GIVEN TASK 1 = Decide whether each statement agrees with the piece on Screen Snubbing, answering yes or no and quoting the words of the piece that settle it: (a) According to the study cited, 48% of people snub via their device 203 times a day. (b) The piece limits Screen Snubbing to work meetings. (c) The piece treats a Zoom conference call as a setting where Screen Snubbing can occur.
GIVEN TASK 2 = In the piece on looking at devices during conversations, what name does the writer give to the habit of looking away from other people to pay attention to a screen?
GIVEN TASK 3 = Write a continuation of the piece on Screen Snubbing, starting after its final sentence.

PROVIDED TEXT =
═══
When was the last time you were in a great conversation that got interrupted by the other person breaking connection and looking down at their phone or computer? The better question is: When was the last time that ``DIDN'T" happen?.... 

You're not alone. A recent study* showed that 48% of people snub via their device 203 times a day! 

That's why I like to call this now common occurrence, Screen Snubbing. The bad habit of looking away from other people in order to pay attention to your screen. 

Screen Snubbing can happen over a meal, while waiting in line at the movies or a concert, on a date or in an important meeting.  In can happen at the office and it can happen at home.

Think about the last meeting you were in a meeting- perhaps it was even a Zoom conference call.  There you were, engaged, perhaps answering a question or telling a great story when you felt it, you saw it.

Someone looked away, their gaze wandering and then clearly focusing on something else.  Were they looking at someones text or watching another video?  Could you tell they were typing?  If you were with them in person, you knew for sure.  Something on their laptop, their desktop computer or their phone was more important or maybe just more interesting than you.
═══
(Location identification items)
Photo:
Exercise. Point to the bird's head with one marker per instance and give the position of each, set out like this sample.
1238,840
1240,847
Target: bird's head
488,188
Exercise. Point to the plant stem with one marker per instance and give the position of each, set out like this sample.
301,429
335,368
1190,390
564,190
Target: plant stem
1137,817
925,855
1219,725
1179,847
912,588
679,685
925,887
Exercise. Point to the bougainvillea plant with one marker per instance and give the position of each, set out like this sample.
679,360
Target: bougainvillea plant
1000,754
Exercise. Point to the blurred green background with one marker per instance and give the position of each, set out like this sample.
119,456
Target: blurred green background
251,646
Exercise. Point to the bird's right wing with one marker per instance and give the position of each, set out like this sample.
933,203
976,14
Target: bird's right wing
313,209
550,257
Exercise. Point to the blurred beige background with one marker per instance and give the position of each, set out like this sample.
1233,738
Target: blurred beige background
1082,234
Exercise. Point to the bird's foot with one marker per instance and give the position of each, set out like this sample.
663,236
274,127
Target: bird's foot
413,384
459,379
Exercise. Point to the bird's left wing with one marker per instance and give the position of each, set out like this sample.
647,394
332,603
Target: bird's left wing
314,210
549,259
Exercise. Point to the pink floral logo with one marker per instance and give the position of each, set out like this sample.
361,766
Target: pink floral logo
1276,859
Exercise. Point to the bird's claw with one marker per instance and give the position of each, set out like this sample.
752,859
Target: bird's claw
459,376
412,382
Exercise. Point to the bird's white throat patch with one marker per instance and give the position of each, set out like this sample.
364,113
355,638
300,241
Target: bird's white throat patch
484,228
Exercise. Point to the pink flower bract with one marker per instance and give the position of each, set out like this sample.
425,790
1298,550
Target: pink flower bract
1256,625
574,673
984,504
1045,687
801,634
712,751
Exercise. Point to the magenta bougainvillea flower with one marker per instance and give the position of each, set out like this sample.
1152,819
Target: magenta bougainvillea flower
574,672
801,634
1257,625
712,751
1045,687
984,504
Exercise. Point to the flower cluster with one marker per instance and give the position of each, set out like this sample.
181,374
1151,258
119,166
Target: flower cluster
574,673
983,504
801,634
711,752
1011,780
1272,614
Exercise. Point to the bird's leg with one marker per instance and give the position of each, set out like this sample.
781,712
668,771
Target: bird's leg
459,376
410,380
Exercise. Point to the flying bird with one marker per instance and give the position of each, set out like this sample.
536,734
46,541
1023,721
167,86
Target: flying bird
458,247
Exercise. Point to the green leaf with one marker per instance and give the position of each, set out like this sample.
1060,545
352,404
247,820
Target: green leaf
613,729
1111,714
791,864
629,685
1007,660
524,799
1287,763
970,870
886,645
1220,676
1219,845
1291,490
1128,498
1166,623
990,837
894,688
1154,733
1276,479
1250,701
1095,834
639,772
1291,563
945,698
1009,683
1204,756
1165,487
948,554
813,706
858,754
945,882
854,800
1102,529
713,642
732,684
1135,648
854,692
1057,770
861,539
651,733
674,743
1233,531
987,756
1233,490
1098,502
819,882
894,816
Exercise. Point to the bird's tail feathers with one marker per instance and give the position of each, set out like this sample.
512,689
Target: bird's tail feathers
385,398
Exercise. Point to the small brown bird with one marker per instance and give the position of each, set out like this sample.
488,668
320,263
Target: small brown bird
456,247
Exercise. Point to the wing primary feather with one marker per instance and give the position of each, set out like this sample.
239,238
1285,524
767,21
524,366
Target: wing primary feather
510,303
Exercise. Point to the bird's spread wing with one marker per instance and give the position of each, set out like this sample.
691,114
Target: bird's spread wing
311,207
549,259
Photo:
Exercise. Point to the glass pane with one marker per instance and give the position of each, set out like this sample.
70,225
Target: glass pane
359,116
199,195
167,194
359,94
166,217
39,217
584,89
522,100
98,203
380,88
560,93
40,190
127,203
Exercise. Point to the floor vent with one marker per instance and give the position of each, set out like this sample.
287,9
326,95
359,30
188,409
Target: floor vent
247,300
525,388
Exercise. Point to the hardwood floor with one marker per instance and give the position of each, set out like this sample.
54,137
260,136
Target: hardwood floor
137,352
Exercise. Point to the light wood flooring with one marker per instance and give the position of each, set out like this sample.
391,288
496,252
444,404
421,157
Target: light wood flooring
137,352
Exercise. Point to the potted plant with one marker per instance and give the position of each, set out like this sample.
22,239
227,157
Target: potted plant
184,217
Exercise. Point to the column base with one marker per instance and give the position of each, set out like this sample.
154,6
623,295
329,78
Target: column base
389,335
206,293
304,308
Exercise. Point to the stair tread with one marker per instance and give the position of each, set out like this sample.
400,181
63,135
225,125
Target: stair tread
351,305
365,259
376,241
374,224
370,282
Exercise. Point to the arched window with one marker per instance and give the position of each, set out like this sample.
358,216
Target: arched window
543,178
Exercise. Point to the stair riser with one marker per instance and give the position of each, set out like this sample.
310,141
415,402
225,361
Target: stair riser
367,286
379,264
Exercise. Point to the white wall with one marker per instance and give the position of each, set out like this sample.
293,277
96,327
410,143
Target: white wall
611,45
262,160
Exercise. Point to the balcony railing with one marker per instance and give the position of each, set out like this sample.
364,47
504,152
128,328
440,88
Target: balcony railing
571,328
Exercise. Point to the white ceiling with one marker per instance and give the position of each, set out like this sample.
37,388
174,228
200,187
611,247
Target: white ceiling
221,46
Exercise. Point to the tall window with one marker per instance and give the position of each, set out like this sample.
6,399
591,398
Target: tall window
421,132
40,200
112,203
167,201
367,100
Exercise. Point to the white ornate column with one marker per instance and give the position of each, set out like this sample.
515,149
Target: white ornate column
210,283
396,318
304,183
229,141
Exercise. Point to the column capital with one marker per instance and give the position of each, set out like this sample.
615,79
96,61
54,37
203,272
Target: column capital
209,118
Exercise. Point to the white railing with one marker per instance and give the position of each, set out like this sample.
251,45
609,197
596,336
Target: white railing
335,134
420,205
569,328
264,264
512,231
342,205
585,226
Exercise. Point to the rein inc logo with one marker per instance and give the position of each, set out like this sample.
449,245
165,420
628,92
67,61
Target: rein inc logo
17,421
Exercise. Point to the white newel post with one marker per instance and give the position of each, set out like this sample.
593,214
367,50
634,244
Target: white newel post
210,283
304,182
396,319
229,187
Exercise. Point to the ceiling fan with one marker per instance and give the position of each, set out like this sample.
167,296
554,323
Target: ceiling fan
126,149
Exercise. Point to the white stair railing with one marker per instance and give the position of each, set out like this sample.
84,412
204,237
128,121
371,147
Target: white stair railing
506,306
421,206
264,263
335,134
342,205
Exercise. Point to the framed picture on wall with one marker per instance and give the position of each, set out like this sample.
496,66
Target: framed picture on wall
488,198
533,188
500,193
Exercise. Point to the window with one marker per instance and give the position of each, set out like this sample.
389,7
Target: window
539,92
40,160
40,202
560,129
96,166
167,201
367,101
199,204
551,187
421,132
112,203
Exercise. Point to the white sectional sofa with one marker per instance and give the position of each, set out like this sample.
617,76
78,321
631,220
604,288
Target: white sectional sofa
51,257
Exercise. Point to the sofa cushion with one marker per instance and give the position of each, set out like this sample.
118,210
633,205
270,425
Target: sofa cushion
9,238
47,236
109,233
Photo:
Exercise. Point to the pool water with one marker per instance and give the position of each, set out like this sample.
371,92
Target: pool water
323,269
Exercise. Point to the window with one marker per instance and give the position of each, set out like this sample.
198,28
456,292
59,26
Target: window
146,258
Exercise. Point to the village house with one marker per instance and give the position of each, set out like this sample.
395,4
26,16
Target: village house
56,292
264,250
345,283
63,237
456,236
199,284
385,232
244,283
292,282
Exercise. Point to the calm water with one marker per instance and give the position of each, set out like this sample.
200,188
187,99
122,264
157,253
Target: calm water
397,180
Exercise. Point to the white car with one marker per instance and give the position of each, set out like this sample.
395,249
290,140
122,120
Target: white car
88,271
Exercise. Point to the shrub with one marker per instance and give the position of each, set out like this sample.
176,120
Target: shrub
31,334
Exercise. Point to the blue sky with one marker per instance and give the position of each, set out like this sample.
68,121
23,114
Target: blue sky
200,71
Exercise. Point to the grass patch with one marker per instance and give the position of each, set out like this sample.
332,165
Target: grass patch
═══
WRITTEN REPLY 1 =
(a) Yes: "48% of people snub via their device 203 times a day"
(b) No: "Screen Snubbing can happen over a meal, while waiting in line at the movies or a concert, on a date or in an important meeting."
(c) Yes: "perhaps it was even a Zoom conference call"

WRITTEN REPLY 2 = Screen Snubbing.

WRITTEN REPLY 3 =
Just because screen snubbing has become a part of our everyday lives, doesn't mean it's right.  In fact, Screen Snubbing has deep reaching consequences. It can hurt relationships and your mental health. Here's what the research shows:


  • Screen Snubbing Doesn't Feel Nice

  • Being Screen Snubbed Can Cause Anxiety And Depression

  • Being Screen Snubbed Can Cause One To Focus On The Negative

  • Screen Snubbing Causes Conflict and Unhappiness in Relationships

  • The More You Screen Snub, The More Normal It Seems


"C'mon Babe It's Just Rude.   Look At Me, Not Your Phone."

Tracey A Dennis, Professor and Researcher has come to the conclusion that breaking conversation or connection and looking away at screens is gnawing away at the connection in our relationships. She's working with a team now for  study that's yet to be released,  but already she's found that participants  in Phubbing (the term for Phone Snubbing) experiments felt that the person screen snubbing them was rude- but also she notes

" . . .they also showed less happiness, more anxiety and heightened attention to negative rather than positive information in an assessment immediately following the experiment."

Choosing Your Screen Over Me Makes Me Anxious and Depressed

Many of us can probably relate to how it feels to be engaged with someone and have them look away at a screen.  All the sudden the good conversation and connection feels false.  It makes sense that the folks in the experiment began to focus on negative, rather that positive information. 

But they're adults.  Can you imagine how kids feel? You'll see Professor Dennis here in this truly heart breaking visual of her experiments of what happens to kids when their parents Screen Snub them.

I love that Dennis is doing this research- but oh, it's SO painful to watch!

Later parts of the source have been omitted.